> **Written problem**
Set down every record once more, exactly as given.

> **Records for this task**

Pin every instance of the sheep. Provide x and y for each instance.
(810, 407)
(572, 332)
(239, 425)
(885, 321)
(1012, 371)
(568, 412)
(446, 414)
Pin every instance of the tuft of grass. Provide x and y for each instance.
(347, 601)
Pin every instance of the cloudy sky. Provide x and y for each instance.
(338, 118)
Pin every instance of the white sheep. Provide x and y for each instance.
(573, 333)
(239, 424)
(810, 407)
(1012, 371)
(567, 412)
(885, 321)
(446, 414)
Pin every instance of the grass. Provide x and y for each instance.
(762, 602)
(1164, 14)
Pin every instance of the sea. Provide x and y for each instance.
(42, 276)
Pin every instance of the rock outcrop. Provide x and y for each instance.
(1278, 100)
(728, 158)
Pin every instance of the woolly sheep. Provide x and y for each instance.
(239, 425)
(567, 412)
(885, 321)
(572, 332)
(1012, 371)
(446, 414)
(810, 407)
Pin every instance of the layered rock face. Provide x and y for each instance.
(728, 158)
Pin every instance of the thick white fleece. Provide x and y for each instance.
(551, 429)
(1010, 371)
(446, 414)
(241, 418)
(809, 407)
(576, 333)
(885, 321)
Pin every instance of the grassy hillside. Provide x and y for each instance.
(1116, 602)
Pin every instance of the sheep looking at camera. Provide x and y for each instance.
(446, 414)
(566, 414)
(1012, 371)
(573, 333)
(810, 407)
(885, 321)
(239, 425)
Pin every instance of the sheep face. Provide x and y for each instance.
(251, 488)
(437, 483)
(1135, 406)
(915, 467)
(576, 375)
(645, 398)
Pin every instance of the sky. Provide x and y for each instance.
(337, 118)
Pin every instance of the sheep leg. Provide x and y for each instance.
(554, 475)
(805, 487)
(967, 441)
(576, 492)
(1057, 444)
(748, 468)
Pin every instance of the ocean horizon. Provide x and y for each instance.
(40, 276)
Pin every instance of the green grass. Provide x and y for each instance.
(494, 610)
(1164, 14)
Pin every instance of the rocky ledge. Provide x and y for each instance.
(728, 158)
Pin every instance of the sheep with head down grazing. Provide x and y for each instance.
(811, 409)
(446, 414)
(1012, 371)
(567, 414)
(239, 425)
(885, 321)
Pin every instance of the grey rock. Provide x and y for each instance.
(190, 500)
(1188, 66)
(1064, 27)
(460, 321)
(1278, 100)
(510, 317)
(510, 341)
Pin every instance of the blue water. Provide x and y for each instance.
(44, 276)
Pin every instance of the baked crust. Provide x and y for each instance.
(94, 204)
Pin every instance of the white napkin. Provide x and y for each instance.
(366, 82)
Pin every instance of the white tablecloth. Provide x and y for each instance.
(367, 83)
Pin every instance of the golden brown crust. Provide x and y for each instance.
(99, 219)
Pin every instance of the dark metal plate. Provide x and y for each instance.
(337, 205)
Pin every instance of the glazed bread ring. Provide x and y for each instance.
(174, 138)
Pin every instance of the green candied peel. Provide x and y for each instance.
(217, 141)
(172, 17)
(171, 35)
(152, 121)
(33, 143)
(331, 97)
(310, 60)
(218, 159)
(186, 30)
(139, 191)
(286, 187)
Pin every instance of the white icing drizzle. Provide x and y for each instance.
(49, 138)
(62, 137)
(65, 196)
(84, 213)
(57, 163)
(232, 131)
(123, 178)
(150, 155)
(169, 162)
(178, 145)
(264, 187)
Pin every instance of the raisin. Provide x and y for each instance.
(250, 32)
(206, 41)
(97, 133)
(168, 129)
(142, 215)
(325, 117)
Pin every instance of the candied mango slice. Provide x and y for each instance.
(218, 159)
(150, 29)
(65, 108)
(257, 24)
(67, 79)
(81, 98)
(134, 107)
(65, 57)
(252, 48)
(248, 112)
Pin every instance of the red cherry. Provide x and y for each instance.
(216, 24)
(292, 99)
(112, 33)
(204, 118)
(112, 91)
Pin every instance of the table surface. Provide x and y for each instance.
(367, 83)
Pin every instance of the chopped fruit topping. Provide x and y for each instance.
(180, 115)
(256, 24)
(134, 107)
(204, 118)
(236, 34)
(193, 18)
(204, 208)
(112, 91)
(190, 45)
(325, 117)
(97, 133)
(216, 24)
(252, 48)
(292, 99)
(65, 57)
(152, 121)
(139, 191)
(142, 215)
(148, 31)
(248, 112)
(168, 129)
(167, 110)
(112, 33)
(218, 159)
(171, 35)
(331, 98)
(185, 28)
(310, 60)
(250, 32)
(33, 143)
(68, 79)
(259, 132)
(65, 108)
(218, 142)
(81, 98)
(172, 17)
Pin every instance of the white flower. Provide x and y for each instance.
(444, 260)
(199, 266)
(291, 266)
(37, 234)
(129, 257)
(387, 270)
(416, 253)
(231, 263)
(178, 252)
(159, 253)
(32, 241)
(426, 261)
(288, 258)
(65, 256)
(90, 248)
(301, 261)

> **Solved problem**
Pin every instance of the sheep. Provide x and y for each instance.
(810, 407)
(572, 332)
(239, 425)
(885, 321)
(1012, 371)
(568, 412)
(446, 414)
Pin every instance of the tuft of grass. Provide x and y for each instance.
(347, 601)
Pin every instance of the cloudy sky. Provide x and y for each instance.
(338, 118)
Pin every instance of the white sheep. Provide x and y for each instance.
(573, 333)
(239, 424)
(810, 407)
(1012, 371)
(567, 412)
(885, 321)
(446, 414)
Pin every instance of the grass. Provide x and y for each instance.
(762, 602)
(1164, 14)
Pin every instance of the sea. Provide x and y for each instance.
(42, 276)
Pin every instance of the rock outcrop. Provide x and y for each instance.
(1278, 100)
(728, 158)
Pin every instance of the woolly sheep. Provide x and y for each instance.
(239, 425)
(567, 412)
(885, 321)
(572, 332)
(1012, 371)
(446, 414)
(810, 407)
Pin every instance of the layered rock face. Provide x and y for each instance.
(728, 158)
Pin every instance of the thick white fleece. Provide x and y for each instance.
(551, 429)
(1010, 371)
(446, 414)
(241, 418)
(809, 407)
(576, 333)
(885, 321)
Pin every instance of the grassy hillside. Provide x and y for each instance.
(1116, 602)
Pin every instance of the sheep looking at camera. Provide x and y for each instance.
(446, 414)
(566, 414)
(1012, 371)
(573, 333)
(810, 407)
(885, 321)
(239, 425)
Pin every instance of the sheep face. Provide x and y for each instance.
(251, 488)
(437, 483)
(1135, 406)
(915, 467)
(576, 375)
(645, 398)
Pin every instance of the sky. Provide x and y for each instance.
(337, 118)
Pin every instance of the sheep leg. Provide x and y for each instance.
(554, 475)
(805, 487)
(967, 441)
(576, 492)
(1057, 444)
(748, 468)
Pin every instance of the ocean horizon. Provide x and y for each instance.
(40, 276)
Pin every instance of the green grass. Provide x and y for each instance.
(494, 610)
(1164, 14)
Pin every instance of the rocky ledge. Provide x and y for each instance.
(728, 158)
Pin every instance of the sheep with head down grazing. Provide x and y for each instance.
(811, 409)
(446, 414)
(1012, 371)
(567, 414)
(239, 425)
(885, 321)
Pin every instance of the grey rock. Provide x and y for each instance.
(190, 500)
(1188, 66)
(1064, 27)
(460, 321)
(1278, 100)
(510, 317)
(510, 341)
Pin every instance of the blue water. Provide x and y for each instance.
(44, 276)
Pin every instance of the baked crust. Provide x and y for each instance.
(94, 204)
Pin every instance of the white napkin. Provide x and y for each instance.
(366, 82)
Pin every instance of the white tablecloth. Provide x and y for each instance.
(367, 83)
Pin every instance of the golden brown crust. Provide x and y for each instance.
(99, 219)
Pin every instance of the dark metal plate. Provide x and y for each instance.
(337, 205)
Pin every instance of the glazed bread ring. Provide x and y for each instance.
(174, 138)
Pin every instance of the green candied peel. Provide x and y for each instance.
(217, 141)
(172, 17)
(171, 35)
(152, 121)
(33, 143)
(331, 97)
(310, 60)
(218, 159)
(186, 30)
(139, 191)
(286, 187)
Pin every instance of the white icing drizzle. Provide x and y for each instance.
(49, 138)
(62, 137)
(65, 196)
(84, 213)
(57, 163)
(232, 131)
(123, 178)
(150, 155)
(169, 162)
(178, 145)
(264, 187)
Pin every instance of the raisin. Provide x and y for each instance.
(250, 32)
(206, 41)
(97, 133)
(168, 129)
(142, 215)
(325, 117)
Pin every instance of the candied mango slice. Provide x and y for each instance.
(218, 159)
(150, 29)
(65, 108)
(257, 24)
(67, 79)
(81, 98)
(134, 107)
(65, 57)
(252, 48)
(248, 112)
Pin every instance of the red cherry. Provide x and y for each instance.
(216, 24)
(292, 99)
(112, 33)
(204, 118)
(112, 91)
Pin every instance of the table surface. Provide x and y for each instance.
(367, 83)
Pin every instance of the chopped fruit topping. Provide x and y for each instance.
(180, 115)
(256, 24)
(134, 107)
(204, 118)
(236, 34)
(193, 18)
(204, 208)
(112, 91)
(190, 45)
(325, 117)
(97, 133)
(216, 24)
(252, 48)
(292, 99)
(65, 57)
(152, 121)
(139, 191)
(142, 215)
(148, 31)
(248, 112)
(168, 129)
(167, 110)
(112, 33)
(218, 159)
(171, 35)
(331, 98)
(185, 28)
(310, 60)
(250, 32)
(33, 143)
(68, 79)
(259, 132)
(65, 108)
(218, 142)
(81, 98)
(172, 17)
Pin every instance of the white flower. Provide x and y for each instance.
(444, 260)
(199, 266)
(291, 266)
(37, 234)
(129, 257)
(387, 270)
(416, 253)
(231, 263)
(178, 252)
(159, 253)
(32, 241)
(426, 261)
(288, 258)
(65, 256)
(90, 248)
(301, 261)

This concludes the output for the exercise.